Carta a uma filha que faz 16 anos
Publicado a na categoria Memória de Elefante
Fazes 16 anos, meu primeiro e doido amor. Nasceste no Solstício de Verão, 21 de Junho de 2002. Solar, toda tu.
Eu tinha 26 quando te vi pela primeira vez e nunca me vou esquecer desse momento inicial de encantamento e medo. Senti tanto medo.
Dizem-nos que sabemos logo tudo quando os filhos nos nascem mas não é verdade. Fiquei toda a noite a observar-te e a tentar perceber cada barulhinho que fazias, a medir-te os vagarosos gestos. Deitei-te ao pé de mim contra todas as regras da maternidade (eu sabia que não ia adormecer) e assim fiquei acordada na minha primeira insónia de mãe a repetir em silêncio: “caramba, sou mãe”.
Era a primeira noite do resto das nossas vidas e decorei cada detalhe de ti. Fiz-te um mapa adivinhando que como um mundo te irias expandir e eu queria saber caminhar-te, ao teu lado, sem imposições, estar presente na tua viagem. Eu, que era tão filha, e ainda me sentia, de certa forma, uma criança e, agora, era também tua mãe. Tua mãe para sempre. Sabes que nessa noite chorei a pensar nisso?
Hoje fazes 16 anos e tem sido uma viagem incrível. Como todas as grandes aventuras, também a nossa vai tendo alguns acidentes de percurso, mas em cada queda, uma aprendizagem, porque sempre que cais eu ajudo-te a levantar. Quando eu caio, tu estás lá para me amparar e, das poucas vezes em que caímos as duas, conseguimos rir às gargalhadas antes de nos reerguemos. Mesmo nos piores momentos (sobretudo nesses, diria).
É muito curioso o nosso equilíbrio. Não sou a tua melhor amiga (nem quero!) mas sei que sabes que podes contar comigo para tudo. Temos um espaço de conversa só nosso em que tudo é falado, debatido e desabafado sem qualquer obstáculo. Tenho muito orgulho nesta relação que construímos porque, no amor, é preciso saber construir o vínculo, torná-lo resistente e único. Torná-lo nosso.

* [DADOS GUARDADOS]

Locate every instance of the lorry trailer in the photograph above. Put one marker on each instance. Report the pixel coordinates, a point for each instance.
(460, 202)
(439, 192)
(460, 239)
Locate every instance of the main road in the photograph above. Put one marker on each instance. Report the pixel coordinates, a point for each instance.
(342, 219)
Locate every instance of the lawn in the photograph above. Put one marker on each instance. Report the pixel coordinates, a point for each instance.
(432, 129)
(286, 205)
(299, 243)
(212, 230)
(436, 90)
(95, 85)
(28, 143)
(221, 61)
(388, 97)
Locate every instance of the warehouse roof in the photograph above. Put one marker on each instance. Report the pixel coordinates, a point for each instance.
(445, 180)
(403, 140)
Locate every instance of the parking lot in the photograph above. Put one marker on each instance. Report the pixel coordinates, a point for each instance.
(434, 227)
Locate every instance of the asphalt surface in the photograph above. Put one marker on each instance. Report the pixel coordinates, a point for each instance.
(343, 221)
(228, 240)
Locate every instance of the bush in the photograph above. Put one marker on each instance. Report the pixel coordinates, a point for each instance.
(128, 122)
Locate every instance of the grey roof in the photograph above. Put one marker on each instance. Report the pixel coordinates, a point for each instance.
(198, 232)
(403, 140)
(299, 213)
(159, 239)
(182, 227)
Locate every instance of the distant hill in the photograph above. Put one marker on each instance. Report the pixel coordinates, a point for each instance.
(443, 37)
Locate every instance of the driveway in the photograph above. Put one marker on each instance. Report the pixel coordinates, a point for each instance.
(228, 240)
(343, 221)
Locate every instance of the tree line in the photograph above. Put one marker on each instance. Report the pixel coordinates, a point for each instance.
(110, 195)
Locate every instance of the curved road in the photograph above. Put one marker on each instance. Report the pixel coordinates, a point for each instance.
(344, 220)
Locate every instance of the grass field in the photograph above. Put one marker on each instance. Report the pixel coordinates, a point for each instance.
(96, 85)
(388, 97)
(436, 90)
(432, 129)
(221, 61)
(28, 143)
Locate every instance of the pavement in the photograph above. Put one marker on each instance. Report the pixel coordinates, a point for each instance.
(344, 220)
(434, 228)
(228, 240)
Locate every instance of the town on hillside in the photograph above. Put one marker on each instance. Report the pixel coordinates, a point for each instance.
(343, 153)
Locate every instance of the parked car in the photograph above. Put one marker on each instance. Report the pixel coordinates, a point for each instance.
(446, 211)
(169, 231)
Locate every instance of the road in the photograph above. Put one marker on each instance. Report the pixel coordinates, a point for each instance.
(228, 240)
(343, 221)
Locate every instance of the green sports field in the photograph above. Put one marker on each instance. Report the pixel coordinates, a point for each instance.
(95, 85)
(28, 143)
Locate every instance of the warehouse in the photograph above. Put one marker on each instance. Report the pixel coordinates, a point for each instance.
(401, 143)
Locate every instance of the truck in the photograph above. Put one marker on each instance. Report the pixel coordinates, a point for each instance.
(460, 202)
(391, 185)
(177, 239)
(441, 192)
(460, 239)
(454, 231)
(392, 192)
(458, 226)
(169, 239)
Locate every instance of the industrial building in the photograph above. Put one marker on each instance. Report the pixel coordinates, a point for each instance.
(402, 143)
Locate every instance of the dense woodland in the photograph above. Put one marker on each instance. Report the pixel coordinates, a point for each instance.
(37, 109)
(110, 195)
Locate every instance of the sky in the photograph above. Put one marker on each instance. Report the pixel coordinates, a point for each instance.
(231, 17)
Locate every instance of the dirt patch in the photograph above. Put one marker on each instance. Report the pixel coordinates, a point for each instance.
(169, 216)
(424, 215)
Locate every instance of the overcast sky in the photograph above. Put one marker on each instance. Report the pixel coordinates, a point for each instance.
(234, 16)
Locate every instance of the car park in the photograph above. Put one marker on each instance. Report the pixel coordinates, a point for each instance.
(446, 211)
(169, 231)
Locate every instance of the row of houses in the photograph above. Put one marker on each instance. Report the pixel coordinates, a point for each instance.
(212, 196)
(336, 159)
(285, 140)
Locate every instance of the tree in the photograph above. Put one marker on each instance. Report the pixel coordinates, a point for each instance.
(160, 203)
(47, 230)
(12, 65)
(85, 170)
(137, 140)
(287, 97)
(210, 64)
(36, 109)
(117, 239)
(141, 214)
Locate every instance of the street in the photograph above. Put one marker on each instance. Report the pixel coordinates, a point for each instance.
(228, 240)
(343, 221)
==
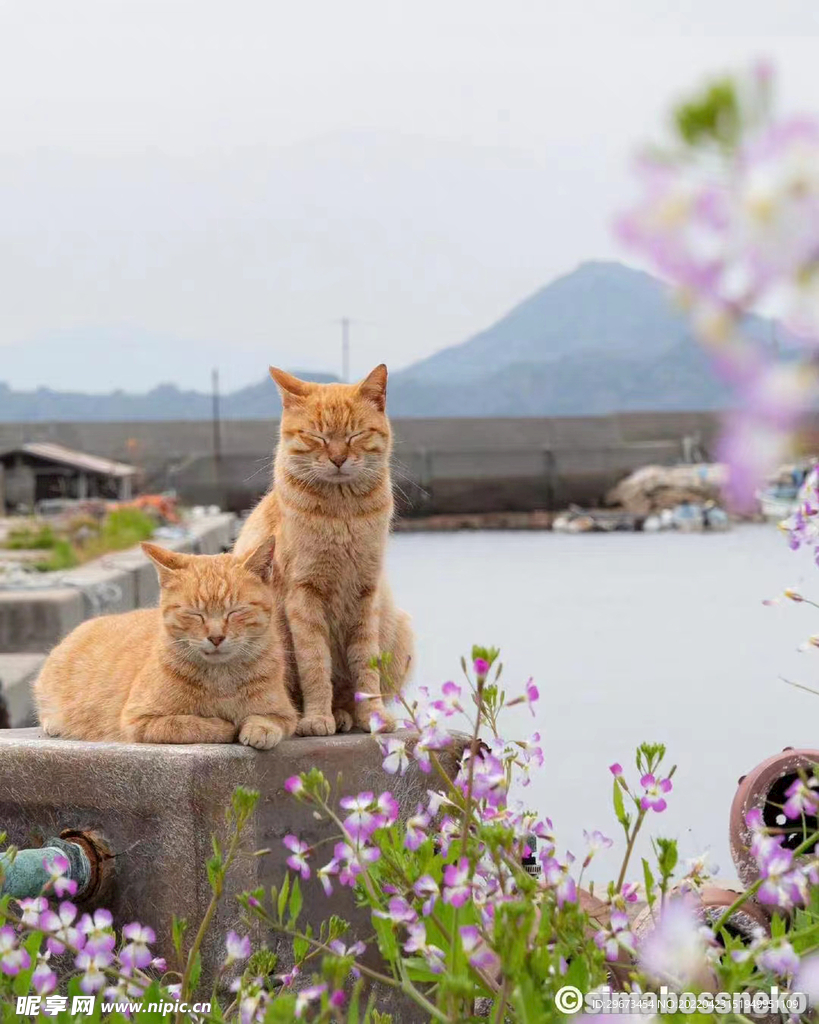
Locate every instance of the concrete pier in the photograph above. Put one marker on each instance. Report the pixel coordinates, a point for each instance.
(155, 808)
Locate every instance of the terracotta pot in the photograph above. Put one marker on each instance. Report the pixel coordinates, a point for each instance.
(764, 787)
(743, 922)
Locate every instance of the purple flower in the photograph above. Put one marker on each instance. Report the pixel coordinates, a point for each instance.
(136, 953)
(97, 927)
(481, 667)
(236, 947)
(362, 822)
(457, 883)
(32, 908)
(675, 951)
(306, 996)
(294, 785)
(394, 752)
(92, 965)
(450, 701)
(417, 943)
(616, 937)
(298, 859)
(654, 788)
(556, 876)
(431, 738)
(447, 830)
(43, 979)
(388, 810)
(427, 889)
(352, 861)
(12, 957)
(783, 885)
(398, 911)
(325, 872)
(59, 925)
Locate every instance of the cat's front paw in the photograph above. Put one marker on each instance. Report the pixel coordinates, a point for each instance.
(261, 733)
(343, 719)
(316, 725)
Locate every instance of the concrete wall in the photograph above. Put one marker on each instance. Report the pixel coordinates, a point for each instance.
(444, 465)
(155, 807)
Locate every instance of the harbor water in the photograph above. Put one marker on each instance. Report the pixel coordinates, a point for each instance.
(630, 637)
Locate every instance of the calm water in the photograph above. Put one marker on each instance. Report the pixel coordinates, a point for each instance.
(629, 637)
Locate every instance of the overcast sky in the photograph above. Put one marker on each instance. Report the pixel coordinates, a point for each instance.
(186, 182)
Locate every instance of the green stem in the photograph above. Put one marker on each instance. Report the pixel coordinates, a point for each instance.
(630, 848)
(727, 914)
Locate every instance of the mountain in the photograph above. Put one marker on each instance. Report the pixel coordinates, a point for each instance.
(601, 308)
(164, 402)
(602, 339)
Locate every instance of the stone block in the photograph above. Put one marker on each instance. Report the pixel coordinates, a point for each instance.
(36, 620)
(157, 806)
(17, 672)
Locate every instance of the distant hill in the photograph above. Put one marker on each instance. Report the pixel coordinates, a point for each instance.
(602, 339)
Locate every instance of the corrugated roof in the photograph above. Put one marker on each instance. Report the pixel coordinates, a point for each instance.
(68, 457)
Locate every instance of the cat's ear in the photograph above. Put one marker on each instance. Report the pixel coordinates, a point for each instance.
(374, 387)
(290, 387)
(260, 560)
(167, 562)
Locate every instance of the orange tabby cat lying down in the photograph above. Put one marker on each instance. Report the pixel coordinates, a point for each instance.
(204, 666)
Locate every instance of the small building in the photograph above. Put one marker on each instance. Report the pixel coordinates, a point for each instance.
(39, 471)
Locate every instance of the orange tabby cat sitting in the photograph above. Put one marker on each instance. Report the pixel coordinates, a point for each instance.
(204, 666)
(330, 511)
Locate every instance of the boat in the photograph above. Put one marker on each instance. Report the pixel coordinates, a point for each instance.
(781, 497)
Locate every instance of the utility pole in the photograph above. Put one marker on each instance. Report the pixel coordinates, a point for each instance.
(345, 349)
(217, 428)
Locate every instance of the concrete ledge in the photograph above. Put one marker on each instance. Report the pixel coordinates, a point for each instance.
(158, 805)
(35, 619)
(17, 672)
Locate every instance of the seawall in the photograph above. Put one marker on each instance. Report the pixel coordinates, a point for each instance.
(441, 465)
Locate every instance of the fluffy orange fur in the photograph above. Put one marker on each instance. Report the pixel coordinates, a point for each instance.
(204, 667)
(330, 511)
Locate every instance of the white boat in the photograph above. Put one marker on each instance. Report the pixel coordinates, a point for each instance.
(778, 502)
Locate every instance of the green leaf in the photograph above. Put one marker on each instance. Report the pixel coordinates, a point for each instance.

* [TAREFA CURTA 1]
Responde com base na carta:
(a) Em que data nasceu a filha?
(b) Que idade tinha a mãe quando viu a filha pela primeira vez?
(c) Que papel diz a mãe que não tem na vida da filha?
* [TAREFA CURTA 2] Cita o trecho da carta entre "Era a primeira" e "a pensar nisso?", ambos incluídos.
* [TAREFA CURTA 3] Prolonga a carta da mãe à filha que faz 16 anos, começando a seguir à última frase apresentada.

* [RESULTADO FINAL 1]
(a) 21 de Junho de 2002.
(b) 26 anos.
(c) O de melhor amiga.

* [RESULTADO FINAL 2]
Era a primeira noite do resto das nossas vidas e decorei cada detalhe de ti. Fiz-te um mapa adivinhando que como um mundo te irias expandir e eu queria saber caminhar-te, ao teu lado, sem imposições, estar presente na tua viagem. Eu, que era tão filha, e ainda me sentia, de certa forma, uma criança e, agora, era também tua mãe. Tua mãe para sempre. Sabes que nessa noite chorei a pensar nisso?

* [RESULTADO FINAL 3]
Como é possível já teres 16 anos? Lembro-me dos meus e estão ali ao dobrar da esquina de ontem. As amigas, o primeiro grande amor, as inseguranças, a descoberta de um mundo desigual para as mulheres e logo a vontade de o mudar. Tens isso de ti, não sei o que herdaste de mim porque sou eu que todos os dias me vejo crescer nesta vertigem que é ser tua mãe.
Desde pequenita que me tiras do sério e me fazes rir às gargalhadas na mesmíssima medida. A verdade é que tens muita graça, um sentido de humor desarmante, só teu. Na longa travessia dos elefantes, eu vejo o recorte da tua figura na penumbra do entardecer e, ali, a atravessar as ondas de calor que desfocam a visão dos mais distraídos, sempre a acompanhar-te, o perfil desenhado do teu bisavô que, quando nasceste, te escreveu a mais bela carta de amor:
“Terceira Canção para Leonor
Para ser cantada com a música que contigo nasceu”
(Angie, The Rolling Stones)
Leonorinha, Leonorinha
Corre, corre atrás do Sol
Que os teus pezinhos conduz.
Leonorinha, Leonorinha
Mas que lindo futebol
Jogar com a Bola de Luz
Leonorinha, Leonorinha
Tu vais feliz na corrida
A sorrir, lesta e impávida.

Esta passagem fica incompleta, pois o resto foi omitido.